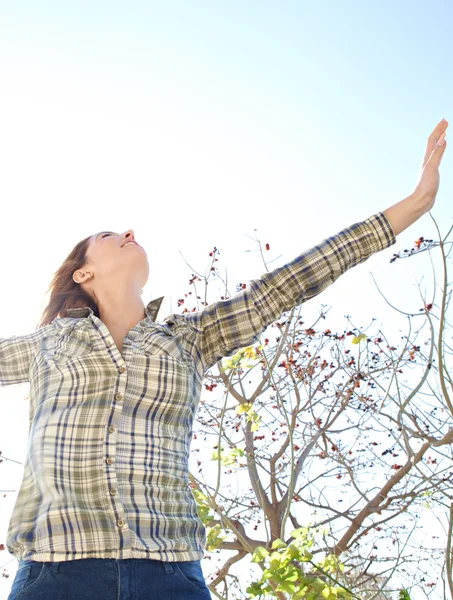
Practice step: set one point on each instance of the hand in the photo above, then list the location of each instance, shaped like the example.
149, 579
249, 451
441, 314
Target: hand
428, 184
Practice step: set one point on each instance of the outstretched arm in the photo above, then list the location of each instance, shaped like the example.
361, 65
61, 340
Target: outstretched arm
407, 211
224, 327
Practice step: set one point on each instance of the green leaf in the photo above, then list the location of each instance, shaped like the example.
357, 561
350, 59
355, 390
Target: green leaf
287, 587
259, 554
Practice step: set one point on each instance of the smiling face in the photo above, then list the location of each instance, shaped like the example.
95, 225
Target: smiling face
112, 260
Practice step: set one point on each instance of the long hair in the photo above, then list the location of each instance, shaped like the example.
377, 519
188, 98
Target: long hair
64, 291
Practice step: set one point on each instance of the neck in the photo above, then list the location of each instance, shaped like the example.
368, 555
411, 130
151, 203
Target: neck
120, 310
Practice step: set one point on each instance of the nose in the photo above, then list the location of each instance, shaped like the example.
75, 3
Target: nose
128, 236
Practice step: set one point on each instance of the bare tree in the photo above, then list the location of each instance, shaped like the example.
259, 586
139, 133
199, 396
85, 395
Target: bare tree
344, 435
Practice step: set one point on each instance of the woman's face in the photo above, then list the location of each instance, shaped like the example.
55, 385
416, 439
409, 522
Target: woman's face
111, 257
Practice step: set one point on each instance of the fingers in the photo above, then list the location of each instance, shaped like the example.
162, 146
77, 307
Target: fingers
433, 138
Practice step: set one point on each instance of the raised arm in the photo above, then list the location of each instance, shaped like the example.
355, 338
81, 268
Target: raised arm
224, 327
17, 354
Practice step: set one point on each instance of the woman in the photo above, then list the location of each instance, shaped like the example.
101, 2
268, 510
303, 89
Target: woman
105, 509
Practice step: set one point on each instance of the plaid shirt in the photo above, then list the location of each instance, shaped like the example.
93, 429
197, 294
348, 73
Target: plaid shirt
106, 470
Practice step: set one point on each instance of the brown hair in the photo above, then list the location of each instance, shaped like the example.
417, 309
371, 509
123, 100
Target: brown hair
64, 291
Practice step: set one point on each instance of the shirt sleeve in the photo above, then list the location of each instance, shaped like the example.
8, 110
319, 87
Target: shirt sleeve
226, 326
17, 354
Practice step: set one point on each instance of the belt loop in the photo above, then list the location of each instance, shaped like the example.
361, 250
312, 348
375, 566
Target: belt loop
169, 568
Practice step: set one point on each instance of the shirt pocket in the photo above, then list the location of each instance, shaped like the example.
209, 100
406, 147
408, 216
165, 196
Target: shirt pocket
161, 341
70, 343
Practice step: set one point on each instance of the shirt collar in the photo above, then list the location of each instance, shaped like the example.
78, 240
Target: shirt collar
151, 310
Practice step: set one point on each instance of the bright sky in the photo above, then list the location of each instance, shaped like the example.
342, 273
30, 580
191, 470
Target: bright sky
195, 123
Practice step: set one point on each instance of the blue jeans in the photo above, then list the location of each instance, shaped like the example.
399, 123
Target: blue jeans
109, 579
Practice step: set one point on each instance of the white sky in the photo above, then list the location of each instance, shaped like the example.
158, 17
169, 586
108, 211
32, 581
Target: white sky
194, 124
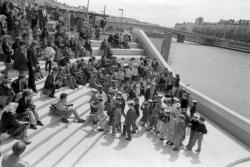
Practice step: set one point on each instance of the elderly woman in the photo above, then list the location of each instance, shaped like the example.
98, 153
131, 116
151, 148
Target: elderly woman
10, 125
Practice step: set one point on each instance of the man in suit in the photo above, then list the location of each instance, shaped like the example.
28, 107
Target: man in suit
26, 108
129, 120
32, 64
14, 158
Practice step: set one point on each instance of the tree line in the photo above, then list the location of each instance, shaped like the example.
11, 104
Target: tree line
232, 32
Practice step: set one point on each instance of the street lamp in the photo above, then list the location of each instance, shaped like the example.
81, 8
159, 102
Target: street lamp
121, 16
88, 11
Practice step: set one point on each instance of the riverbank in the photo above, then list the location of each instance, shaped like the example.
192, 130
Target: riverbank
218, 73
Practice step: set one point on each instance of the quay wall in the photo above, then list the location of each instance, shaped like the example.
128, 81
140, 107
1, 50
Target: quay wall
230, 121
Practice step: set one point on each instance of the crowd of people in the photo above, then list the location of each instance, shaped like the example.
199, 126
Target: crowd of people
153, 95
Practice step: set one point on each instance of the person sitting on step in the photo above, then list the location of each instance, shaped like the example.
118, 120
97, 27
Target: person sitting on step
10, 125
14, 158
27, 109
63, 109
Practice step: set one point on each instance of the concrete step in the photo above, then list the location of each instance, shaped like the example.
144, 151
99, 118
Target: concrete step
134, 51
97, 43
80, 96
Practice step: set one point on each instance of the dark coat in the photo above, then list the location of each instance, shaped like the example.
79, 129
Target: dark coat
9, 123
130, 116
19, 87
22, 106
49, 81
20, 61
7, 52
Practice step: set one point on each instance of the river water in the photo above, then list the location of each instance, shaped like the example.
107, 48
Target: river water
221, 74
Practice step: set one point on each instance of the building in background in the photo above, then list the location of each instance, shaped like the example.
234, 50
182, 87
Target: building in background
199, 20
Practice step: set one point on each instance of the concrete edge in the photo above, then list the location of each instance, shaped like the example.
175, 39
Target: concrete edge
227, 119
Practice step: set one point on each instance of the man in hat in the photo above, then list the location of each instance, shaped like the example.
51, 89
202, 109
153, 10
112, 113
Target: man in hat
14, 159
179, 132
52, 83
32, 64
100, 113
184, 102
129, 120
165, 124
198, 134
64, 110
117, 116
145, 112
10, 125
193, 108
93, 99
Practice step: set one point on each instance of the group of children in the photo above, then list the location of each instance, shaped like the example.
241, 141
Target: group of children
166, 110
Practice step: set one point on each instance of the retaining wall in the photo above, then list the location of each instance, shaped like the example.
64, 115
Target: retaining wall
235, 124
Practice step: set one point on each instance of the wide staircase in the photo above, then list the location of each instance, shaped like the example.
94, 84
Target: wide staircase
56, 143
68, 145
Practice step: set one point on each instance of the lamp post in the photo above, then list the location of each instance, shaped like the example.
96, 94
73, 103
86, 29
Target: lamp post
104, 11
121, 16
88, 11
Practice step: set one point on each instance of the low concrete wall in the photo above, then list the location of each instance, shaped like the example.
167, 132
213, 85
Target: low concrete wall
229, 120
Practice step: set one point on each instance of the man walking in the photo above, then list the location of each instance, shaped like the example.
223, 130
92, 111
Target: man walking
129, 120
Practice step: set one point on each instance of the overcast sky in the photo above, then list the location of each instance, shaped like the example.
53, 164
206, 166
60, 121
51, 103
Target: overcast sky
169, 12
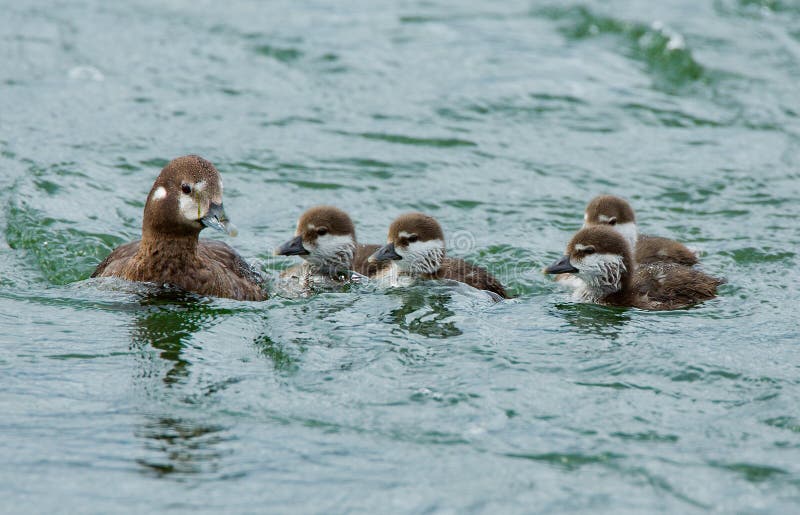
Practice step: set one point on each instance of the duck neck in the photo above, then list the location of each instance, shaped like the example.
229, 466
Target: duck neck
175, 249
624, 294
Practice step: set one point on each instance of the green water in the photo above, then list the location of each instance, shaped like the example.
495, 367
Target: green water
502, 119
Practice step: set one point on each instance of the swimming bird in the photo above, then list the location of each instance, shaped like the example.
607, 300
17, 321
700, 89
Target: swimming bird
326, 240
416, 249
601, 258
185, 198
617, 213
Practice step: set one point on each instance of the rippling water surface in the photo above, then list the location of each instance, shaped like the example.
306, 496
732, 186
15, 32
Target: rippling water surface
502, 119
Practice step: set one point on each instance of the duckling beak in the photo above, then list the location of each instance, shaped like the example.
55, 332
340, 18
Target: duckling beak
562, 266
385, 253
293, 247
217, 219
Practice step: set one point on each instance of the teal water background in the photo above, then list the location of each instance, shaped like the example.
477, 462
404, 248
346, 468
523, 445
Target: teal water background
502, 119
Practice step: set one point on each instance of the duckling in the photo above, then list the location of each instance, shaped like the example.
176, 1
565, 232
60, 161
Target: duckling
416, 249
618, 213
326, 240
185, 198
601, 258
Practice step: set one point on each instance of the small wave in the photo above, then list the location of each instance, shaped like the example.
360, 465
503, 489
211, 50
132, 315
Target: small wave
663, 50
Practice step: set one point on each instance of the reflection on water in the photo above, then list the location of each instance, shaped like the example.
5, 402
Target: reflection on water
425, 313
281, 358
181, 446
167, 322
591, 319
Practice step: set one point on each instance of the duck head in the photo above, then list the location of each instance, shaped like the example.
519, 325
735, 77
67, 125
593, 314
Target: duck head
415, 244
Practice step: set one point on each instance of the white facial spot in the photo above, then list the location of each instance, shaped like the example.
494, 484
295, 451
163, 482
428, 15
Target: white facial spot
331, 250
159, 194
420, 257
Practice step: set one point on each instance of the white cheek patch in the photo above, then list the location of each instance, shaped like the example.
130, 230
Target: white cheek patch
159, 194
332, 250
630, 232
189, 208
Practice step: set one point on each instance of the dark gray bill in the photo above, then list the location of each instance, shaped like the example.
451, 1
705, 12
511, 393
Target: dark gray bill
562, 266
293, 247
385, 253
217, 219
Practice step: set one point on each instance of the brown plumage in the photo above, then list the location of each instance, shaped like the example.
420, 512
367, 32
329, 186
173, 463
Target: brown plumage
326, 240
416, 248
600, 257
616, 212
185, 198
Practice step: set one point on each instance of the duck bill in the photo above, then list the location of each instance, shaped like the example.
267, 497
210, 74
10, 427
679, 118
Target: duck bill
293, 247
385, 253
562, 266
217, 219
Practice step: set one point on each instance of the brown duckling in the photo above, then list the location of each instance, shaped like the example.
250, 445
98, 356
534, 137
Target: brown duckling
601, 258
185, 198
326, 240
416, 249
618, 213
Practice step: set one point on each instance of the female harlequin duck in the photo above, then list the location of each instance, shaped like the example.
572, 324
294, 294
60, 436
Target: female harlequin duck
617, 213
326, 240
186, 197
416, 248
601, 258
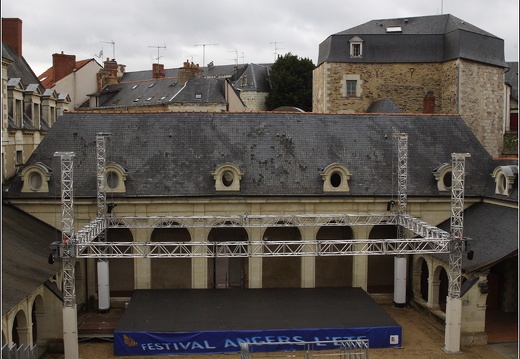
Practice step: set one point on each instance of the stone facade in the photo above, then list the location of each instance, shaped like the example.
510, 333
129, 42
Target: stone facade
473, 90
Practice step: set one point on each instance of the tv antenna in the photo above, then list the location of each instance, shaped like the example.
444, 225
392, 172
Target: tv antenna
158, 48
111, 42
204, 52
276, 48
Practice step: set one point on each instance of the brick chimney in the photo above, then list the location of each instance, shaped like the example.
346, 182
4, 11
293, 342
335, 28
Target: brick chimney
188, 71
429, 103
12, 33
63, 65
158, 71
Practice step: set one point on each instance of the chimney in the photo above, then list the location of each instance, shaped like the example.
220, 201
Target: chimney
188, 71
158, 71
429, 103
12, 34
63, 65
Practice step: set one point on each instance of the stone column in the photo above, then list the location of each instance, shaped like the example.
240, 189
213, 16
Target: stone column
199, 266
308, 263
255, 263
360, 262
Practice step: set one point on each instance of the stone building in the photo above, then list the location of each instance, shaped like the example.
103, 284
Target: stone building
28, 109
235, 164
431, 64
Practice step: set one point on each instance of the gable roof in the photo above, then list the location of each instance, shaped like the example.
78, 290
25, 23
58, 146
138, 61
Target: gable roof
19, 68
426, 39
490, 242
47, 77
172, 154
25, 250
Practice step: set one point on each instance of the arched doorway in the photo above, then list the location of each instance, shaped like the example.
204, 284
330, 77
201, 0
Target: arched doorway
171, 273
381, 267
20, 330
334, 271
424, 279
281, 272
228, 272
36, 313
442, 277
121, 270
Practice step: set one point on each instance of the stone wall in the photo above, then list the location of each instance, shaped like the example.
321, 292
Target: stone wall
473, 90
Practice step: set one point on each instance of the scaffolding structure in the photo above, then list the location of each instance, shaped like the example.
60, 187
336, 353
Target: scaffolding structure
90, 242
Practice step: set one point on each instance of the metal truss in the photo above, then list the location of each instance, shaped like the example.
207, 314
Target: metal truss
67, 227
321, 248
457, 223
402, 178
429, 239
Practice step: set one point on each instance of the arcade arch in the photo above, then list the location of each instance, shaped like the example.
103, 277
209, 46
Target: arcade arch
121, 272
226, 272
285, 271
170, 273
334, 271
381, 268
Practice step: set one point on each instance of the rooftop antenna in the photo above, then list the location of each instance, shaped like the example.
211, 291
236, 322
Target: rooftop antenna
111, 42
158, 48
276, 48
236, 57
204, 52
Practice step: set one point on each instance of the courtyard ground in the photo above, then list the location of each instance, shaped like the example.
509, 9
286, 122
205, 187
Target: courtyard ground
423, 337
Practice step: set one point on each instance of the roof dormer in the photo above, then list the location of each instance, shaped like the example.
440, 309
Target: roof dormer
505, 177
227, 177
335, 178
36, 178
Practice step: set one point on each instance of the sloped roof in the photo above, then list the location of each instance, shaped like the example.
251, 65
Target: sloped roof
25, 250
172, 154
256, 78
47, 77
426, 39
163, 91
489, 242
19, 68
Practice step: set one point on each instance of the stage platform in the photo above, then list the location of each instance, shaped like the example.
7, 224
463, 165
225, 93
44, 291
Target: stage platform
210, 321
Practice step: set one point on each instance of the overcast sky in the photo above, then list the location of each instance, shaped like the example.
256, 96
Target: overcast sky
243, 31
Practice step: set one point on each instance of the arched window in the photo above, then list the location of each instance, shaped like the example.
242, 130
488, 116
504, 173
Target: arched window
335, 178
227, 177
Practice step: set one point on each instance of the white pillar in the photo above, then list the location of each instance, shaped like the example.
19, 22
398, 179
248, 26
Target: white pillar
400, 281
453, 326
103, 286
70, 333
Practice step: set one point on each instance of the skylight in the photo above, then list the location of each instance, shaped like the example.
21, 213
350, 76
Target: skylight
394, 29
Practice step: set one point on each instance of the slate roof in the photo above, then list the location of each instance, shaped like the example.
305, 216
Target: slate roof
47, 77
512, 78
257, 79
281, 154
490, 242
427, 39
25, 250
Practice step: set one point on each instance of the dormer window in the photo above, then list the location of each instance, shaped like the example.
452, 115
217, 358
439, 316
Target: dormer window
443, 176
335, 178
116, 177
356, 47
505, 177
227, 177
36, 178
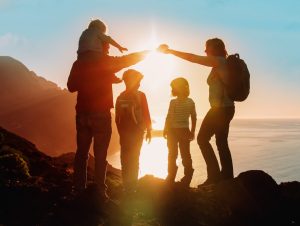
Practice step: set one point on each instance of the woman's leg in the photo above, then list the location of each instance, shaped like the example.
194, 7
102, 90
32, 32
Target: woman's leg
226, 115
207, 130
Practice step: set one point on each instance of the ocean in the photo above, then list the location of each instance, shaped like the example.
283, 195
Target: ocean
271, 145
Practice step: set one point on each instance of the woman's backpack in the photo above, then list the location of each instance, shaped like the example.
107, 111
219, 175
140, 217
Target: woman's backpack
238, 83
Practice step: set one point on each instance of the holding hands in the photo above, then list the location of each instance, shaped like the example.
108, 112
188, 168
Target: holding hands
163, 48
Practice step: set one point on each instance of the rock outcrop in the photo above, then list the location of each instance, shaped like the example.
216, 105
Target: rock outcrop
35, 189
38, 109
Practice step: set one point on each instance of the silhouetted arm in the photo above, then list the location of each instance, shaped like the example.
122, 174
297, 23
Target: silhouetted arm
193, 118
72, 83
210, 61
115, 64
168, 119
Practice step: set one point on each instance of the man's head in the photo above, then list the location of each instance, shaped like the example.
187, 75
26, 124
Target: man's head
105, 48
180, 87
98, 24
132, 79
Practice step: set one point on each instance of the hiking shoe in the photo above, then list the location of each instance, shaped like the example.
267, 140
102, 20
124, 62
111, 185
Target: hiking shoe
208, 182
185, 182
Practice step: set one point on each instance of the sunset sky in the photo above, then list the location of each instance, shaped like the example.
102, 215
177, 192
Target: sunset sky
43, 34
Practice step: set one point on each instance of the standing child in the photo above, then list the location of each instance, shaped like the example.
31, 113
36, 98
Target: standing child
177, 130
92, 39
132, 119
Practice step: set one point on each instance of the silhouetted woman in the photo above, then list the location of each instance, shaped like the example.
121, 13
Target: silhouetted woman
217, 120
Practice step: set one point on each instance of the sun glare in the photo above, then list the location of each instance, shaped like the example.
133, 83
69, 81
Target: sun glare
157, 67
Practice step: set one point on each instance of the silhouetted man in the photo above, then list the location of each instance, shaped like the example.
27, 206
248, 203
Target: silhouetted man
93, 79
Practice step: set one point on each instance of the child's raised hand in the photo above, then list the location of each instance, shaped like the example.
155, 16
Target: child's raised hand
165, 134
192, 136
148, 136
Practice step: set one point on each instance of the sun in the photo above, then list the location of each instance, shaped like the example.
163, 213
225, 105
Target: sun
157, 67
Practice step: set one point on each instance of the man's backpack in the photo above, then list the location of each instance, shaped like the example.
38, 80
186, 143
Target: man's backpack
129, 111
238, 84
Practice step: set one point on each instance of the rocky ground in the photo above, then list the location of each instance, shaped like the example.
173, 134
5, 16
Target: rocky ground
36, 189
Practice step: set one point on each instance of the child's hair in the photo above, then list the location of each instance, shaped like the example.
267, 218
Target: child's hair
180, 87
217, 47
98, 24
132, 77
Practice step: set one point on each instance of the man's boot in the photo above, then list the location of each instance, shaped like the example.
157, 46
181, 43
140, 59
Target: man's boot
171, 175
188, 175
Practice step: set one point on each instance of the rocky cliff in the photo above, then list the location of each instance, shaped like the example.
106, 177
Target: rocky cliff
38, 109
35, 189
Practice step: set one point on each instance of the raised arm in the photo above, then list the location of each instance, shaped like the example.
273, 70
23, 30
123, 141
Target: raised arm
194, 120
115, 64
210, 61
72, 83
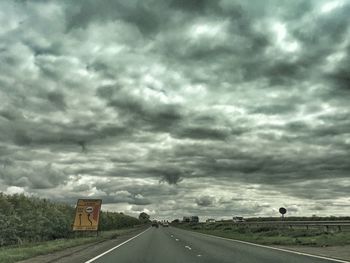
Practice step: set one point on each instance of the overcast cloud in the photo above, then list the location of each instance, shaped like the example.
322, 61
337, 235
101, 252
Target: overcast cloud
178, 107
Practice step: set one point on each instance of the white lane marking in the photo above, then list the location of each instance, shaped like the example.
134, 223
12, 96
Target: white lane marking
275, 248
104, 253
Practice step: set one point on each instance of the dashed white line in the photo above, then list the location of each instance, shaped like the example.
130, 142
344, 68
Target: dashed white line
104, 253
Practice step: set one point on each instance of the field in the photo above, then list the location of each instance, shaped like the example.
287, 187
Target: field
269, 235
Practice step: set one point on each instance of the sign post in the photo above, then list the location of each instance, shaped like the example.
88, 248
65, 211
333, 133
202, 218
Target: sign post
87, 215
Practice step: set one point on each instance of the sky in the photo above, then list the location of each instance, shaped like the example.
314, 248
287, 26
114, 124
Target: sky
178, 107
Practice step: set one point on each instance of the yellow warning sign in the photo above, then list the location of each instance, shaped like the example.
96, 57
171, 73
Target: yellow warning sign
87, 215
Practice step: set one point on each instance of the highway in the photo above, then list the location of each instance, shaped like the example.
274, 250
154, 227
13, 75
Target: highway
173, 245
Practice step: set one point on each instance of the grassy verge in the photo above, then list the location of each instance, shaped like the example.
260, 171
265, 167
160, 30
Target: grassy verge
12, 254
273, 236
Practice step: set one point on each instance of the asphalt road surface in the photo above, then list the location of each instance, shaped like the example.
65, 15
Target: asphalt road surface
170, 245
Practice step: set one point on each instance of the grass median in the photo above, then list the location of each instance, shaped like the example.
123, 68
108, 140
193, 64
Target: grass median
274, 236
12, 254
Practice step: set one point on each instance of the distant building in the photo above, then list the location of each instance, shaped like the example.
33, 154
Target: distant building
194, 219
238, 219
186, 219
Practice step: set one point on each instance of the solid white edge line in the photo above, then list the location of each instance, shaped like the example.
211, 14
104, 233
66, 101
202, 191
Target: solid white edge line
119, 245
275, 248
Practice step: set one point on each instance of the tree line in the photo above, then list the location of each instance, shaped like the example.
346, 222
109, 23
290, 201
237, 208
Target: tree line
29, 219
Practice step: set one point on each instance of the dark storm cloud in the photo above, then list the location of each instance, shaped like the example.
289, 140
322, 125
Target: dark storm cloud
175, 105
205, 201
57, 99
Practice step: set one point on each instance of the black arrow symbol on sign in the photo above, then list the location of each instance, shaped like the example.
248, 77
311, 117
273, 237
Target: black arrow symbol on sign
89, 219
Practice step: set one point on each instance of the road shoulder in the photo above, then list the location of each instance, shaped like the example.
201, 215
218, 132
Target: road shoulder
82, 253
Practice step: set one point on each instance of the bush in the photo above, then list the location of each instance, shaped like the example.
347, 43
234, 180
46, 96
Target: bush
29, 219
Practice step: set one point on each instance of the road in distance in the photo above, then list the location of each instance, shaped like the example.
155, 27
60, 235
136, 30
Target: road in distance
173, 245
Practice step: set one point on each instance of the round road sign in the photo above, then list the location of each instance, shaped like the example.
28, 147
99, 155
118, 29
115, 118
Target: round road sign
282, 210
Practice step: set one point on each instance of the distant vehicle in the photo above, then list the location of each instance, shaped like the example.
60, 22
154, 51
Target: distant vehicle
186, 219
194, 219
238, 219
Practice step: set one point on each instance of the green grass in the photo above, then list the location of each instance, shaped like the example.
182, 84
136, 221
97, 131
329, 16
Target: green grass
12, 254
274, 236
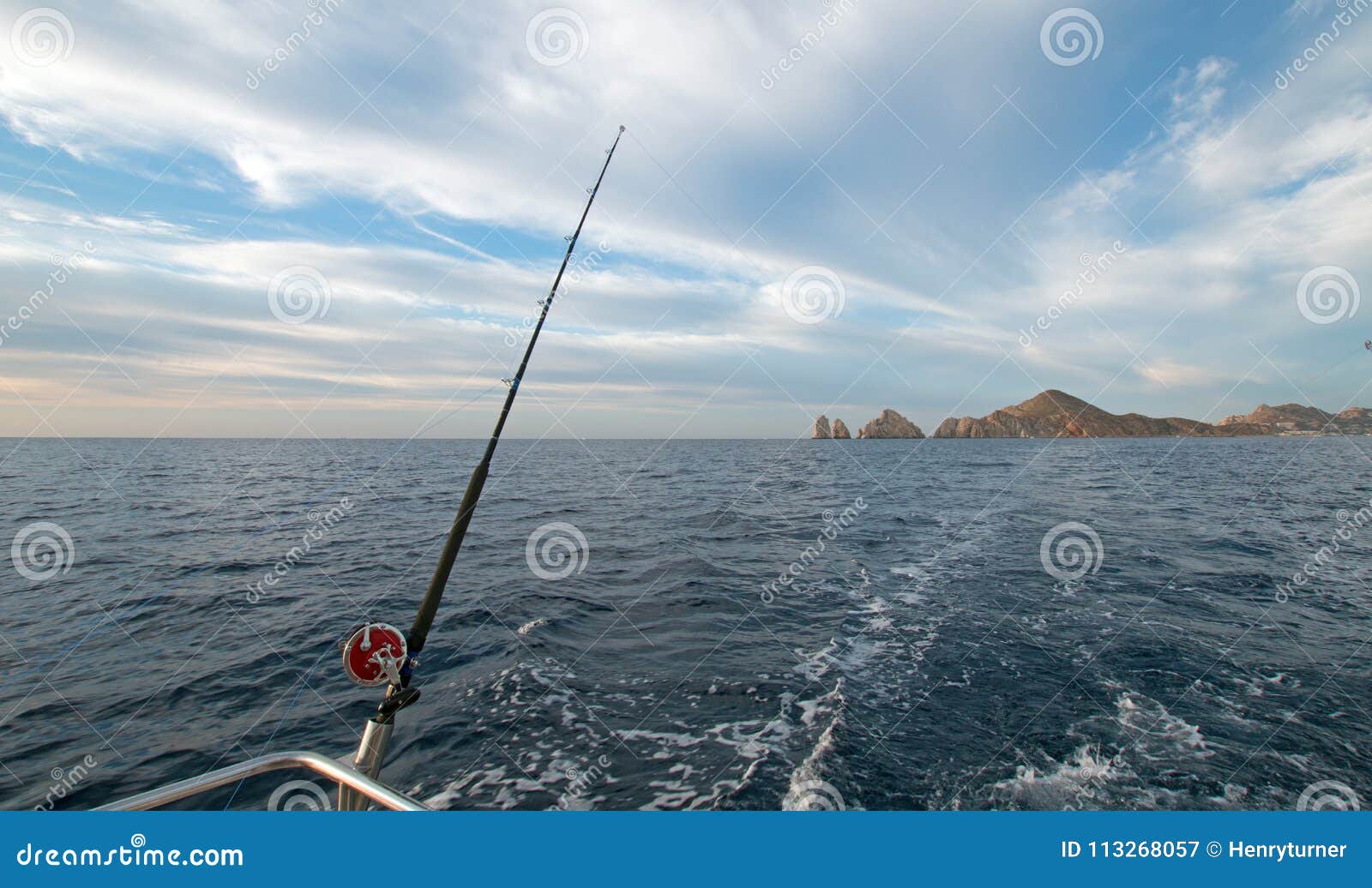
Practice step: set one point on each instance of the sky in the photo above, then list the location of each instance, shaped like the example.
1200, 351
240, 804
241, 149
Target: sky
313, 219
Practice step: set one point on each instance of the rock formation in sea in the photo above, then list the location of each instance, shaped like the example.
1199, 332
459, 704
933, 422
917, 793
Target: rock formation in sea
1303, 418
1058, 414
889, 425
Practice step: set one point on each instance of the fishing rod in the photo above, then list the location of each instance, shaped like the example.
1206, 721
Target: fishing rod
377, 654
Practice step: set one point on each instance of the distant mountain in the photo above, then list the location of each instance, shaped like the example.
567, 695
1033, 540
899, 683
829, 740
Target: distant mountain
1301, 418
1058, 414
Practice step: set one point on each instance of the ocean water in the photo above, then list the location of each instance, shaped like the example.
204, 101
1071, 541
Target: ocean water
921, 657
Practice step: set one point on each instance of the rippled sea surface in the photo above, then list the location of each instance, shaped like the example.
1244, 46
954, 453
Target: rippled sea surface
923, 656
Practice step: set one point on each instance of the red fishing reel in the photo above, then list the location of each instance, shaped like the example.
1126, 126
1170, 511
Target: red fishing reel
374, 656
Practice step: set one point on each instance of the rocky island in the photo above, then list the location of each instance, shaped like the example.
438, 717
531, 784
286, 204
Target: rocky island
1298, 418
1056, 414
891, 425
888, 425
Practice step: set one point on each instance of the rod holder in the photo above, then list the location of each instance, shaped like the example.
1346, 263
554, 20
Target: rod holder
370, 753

-=-=-

_DIRECTIVE_.
Repeat the line that contains "Practice step: set one point on each instance of the red", then every line after it until the records end, with nothing added.

_CORRECT RESULT_.
Practice step: set one point on each instance of the red fishing reel in the photo above, then list the location of each instance, shaped like the example.
1126, 126
1170, 511
Target: red fishing reel
374, 656
Practice step: set one point on each instance of the rocky island in the photo above, then list the location of each instance, shaped like the example.
438, 717
531, 784
286, 204
Target: rocky island
1298, 418
1056, 414
891, 425
888, 425
Practice step: set one point on each instance of the rod holder in the photo above, then list the location of each instance, shaped like the example.
1346, 263
554, 20
Target: rod holder
370, 753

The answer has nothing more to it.